▶ _What is being asked_: Could you transcribe every record below exactly, leaving out the pictures?

▶ _Excerpted records_:
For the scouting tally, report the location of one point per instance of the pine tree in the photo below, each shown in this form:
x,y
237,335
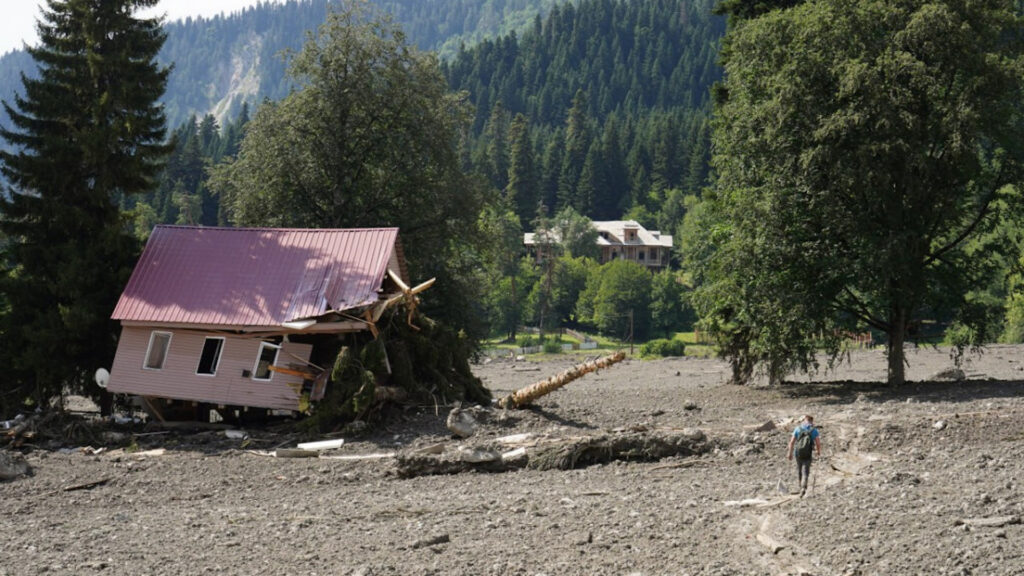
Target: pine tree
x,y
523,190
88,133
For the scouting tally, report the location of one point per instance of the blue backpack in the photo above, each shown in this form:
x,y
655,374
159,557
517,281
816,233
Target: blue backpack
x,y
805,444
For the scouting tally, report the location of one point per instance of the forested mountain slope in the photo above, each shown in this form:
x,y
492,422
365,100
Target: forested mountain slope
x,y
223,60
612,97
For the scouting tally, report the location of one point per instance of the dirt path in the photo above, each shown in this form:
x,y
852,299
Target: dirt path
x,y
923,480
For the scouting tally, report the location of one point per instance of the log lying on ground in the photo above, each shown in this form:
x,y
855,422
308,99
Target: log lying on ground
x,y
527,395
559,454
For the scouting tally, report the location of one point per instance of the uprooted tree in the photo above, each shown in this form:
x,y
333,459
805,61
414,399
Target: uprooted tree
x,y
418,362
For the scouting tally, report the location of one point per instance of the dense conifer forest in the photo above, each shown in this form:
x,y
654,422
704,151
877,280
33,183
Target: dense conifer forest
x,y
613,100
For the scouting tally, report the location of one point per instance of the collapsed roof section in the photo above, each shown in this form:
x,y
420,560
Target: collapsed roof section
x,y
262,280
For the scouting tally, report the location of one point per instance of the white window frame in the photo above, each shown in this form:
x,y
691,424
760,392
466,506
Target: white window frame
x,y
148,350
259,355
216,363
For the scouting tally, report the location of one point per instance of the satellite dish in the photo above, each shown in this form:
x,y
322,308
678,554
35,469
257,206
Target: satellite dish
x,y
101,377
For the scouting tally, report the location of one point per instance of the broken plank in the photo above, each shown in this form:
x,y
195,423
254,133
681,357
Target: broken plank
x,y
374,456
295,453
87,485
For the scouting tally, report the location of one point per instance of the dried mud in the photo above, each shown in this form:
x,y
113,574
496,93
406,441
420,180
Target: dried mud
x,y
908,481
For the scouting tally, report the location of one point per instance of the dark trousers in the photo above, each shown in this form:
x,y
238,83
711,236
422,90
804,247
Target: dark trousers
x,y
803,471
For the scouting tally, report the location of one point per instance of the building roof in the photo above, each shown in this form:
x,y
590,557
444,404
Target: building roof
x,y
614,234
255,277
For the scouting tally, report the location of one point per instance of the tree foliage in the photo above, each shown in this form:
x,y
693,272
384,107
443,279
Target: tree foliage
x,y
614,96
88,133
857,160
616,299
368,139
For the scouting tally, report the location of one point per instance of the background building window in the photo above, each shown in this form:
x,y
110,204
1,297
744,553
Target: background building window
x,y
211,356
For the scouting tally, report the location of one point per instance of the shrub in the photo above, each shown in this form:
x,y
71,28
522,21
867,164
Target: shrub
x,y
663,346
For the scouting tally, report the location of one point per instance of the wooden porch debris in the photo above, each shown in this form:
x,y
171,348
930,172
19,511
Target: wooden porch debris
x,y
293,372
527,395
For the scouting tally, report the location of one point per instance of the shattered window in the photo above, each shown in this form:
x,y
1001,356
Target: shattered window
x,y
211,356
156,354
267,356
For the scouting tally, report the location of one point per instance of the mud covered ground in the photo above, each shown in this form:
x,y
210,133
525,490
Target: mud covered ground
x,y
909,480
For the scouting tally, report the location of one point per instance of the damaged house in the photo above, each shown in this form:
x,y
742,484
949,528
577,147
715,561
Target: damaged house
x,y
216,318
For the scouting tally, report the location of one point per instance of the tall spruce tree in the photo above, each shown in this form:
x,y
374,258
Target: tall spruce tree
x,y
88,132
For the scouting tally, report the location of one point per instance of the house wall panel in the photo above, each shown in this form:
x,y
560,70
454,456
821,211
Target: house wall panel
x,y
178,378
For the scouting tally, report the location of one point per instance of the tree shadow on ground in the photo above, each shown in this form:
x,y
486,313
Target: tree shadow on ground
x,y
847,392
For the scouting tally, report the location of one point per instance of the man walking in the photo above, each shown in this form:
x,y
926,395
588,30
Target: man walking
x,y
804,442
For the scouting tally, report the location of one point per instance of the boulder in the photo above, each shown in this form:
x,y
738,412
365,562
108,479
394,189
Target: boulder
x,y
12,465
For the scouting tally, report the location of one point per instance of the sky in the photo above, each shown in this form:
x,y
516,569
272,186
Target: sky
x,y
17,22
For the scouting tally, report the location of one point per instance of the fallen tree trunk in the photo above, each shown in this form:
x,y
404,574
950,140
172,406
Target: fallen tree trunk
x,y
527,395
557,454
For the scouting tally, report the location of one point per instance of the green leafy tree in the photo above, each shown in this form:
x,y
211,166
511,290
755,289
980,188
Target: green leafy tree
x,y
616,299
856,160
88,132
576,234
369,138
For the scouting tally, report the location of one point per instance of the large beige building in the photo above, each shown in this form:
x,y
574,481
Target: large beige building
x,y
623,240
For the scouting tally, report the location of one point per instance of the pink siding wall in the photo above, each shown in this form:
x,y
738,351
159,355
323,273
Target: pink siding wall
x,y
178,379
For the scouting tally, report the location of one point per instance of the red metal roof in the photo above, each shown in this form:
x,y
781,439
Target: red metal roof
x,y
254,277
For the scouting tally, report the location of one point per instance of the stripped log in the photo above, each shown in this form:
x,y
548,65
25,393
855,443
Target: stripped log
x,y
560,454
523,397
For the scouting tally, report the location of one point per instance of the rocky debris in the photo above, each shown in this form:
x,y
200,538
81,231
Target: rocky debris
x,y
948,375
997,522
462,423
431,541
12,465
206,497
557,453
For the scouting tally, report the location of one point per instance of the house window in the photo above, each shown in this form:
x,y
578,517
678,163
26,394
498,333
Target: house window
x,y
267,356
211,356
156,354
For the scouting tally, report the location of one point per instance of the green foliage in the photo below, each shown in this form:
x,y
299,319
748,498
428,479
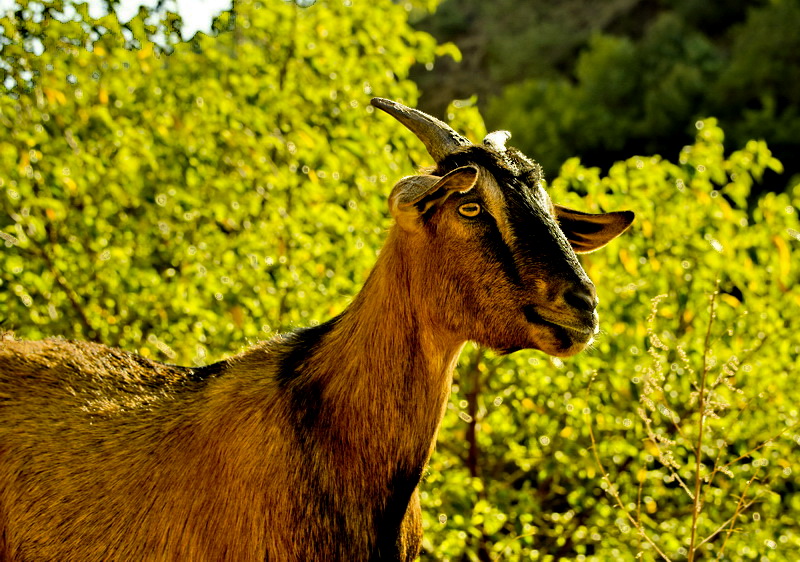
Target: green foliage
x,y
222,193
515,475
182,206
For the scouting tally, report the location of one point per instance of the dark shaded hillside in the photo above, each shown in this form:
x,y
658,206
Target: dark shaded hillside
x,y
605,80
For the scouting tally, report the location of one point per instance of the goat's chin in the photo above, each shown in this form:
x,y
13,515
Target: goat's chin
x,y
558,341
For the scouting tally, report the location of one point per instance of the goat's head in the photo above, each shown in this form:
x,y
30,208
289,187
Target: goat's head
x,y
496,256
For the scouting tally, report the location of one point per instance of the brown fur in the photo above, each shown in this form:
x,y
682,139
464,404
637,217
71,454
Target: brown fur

▶ _Exercise response_:
For the scouting tally, report the location of one point per instance of the pine tree in the photo below, each shown in this form:
x,y
237,335
Target: pine tree
x,y
523,190
88,133
For the scouting tally, report the location of one point per instance of the blue backpack in the photo above, each shown in this form:
x,y
655,374
159,557
517,281
816,233
Target: blue backpack
x,y
805,444
For the scouting tally, report the location of one point per instance of the forested mountain slope in the photo above, each shown in this form:
x,y
492,422
365,100
Target: forested mountain slope
x,y
223,60
612,97
For the scouting tally, report the location of one point per instance of the dirt path in the photo above, each shown in this form:
x,y
852,299
Target: dirt path
x,y
923,480
For the scouting tally, report the location of one point per instance of the log lying on ground in the photo above, each shown in this form:
x,y
855,422
308,99
Target: log lying on ground
x,y
527,395
559,454
For the scouting tally, report the location of one point per instance of the uprooted tree in the photo above, each shown in this form:
x,y
333,459
805,61
414,399
Target: uprooted tree
x,y
418,362
For the scouting tally, report the location of one point per instance of the dense conifer forest in the photo above, each shown in this form:
x,y
654,422
704,151
877,280
33,183
Target: dense conifer forest
x,y
613,100
For the scouting tally, report the location of one point per instance of the collapsed roof section in the photo above, each shown in this form:
x,y
420,560
Target: collapsed roof section
x,y
262,280
For the scouting tally, report the location of one point per instance of the white window frame in the photo above, each shown in this form:
x,y
691,424
760,392
466,506
Target: white window frame
x,y
148,350
259,355
216,363
For the scouting tally, report the location of one point per instance of the satellite dish in the photo above, each shown in this form:
x,y
322,308
678,554
35,469
257,206
Target: satellite dish
x,y
101,377
For the scouting tally, report the location of one point per instance of the broken plank in the photo above, each shown in this form:
x,y
195,423
254,133
681,357
Target: broken plank
x,y
374,456
295,453
87,485
For the scouting tally, report the location of one point per instance of the dried mud in the photo above, each shown in this form:
x,y
113,574
496,93
406,441
420,180
Target: dried mud
x,y
908,481
For the scouting tally, report the location of one point per instance of the dark trousers in the photo above, each shown in this form:
x,y
238,83
711,236
422,90
804,247
Target: dark trousers
x,y
803,471
For the scouting tally, report the location of one point per instance of the building roof in the photo above, each shown in this form:
x,y
590,557
444,404
Target: building roof
x,y
614,234
255,277
For the scouting tally, report the location of one point per instance of the tree foliage in the photo above, each shown in this form:
x,y
693,272
384,107
443,279
Target: tree foliage
x,y
614,96
88,133
857,160
616,299
368,139
For the scouting tally, report the location of one point per instance of the background building window in the photo above, each shown in this form:
x,y
110,204
1,297
744,553
Target: background building window
x,y
211,356
For the scouting tally, report the location of one point per instance of the shrub in the photo above, each shown in this form:
x,y
71,28
522,21
867,164
Target: shrub
x,y
663,346
For the scouting tally, report the location of one point per instance of the wooden porch debris in the photo above, each shown in this form:
x,y
171,348
930,172
19,511
Target: wooden porch debris
x,y
293,372
527,395
For the scouting tally, report the location of one point per instance of the shattered window in the photo above, each shown in this form:
x,y
1001,356
Target: shattered window
x,y
211,356
156,354
267,356
For the scouting tally, report the location of one point per instance of the mud covered ground in the photo above, each shown in this form:
x,y
210,133
525,490
Target: mud covered ground
x,y
909,480
For the scouting tally, report the location of one point per instance of the damaged house in the photo above, each shown in this form:
x,y
742,484
949,528
577,147
715,561
Target: damaged house
x,y
216,318
For the scouting tally, report the location of one point per instance of the tall spruce tree in the photo above, each shown in this form:
x,y
374,258
Target: tall spruce tree
x,y
88,132
For the scouting tally, report the location of one point per instance of the house wall panel in the photo above, each shown in this form:
x,y
560,70
454,456
821,211
Target: house wall panel
x,y
178,378
For the scouting tally, report the location of one point per instance of the tree shadow on ground in the photo above, each shown in this form:
x,y
486,313
Target: tree shadow on ground
x,y
847,392
For the scouting tally, report the location of one point per instance of the man walking in the photo above, each shown in this form:
x,y
926,395
588,30
Target: man walking
x,y
804,442
For the scouting tally, report the location of one point per instance of the boulder in the photo above, each shown in this form:
x,y
738,412
365,562
108,479
394,189
Target: boulder
x,y
12,465
For the scouting tally, report the location of one point per instance of the sky in the photo above, each shown in this form:
x,y
516,569
272,186
Target: sky
x,y
17,22
For the scouting tally, report the location of one point per instance of the fallen tree trunk in the photo above, each shown in this form:
x,y
404,574
950,140
172,406
Target: fallen tree trunk
x,y
527,395
557,454
For the scouting tally, report the location of one point per instance of the green leafy tree in the photo above, each shown in this form:
x,y
211,166
511,290
755,289
980,188
Target: green leafy tree
x,y
616,299
856,160
88,132
576,234
369,138
For the scouting tally, report the location of one point per instance of the large beige building in the photo above, each shown in this form:
x,y
574,481
Target: large beige building
x,y
623,240
For the scouting tally, report the location of one point per instance of the pink siding wall in the photo above, each shown in this form:
x,y
738,351
159,355
323,273
Target: pink siding wall
x,y
178,379
For the scouting tally, report the location of one point per instance of the red metal roof in the photo above, each shown in this form:
x,y
781,439
Target: red metal roof
x,y
254,277
For the scouting tally, report the location of one point per instance of the stripped log in the photo above, each shown in this form:
x,y
548,65
25,393
855,443
Target: stripped log
x,y
560,454
523,397
For the scouting tally, report the location of one point per instance of the rocky debris in the photo above, each shown in this form:
x,y
200,538
81,231
Target: rocky debris
x,y
948,375
997,522
462,423
431,541
12,465
206,497
557,453
For the scouting tally, report the location of one point per instance of the house window in the photo above, each shown in this form:
x,y
578,517
678,163
26,394
498,333
Target: house window
x,y
267,356
211,356
156,354
For the scouting tally, report the location of one point per instance of the green foliage in the photo below, each shown in this form:
x,y
299,319
748,498
428,479
Target: green foliage
x,y
222,193
515,475
182,206
For the scouting tally, report the location of one point per instance of the dark shaded hillside in the photo above, each shown in this form:
x,y
658,206
Target: dark shaded hillside
x,y
605,80
For the scouting tally, report the location of one point per instance of the goat's chin in the photo above, each shown in this form:
x,y
13,515
Target: goat's chin
x,y
558,341
For the scouting tally, report the location of one point per instance of the goat's head in the photo above, each shown in this form:
x,y
30,208
289,187
Target: goat's head
x,y
496,256
For the scouting tally, report the location of one point per instance of the brown fur in the photo above, each shown in this form:
x,y
682,139
464,404
637,217
71,454
Target: brown fur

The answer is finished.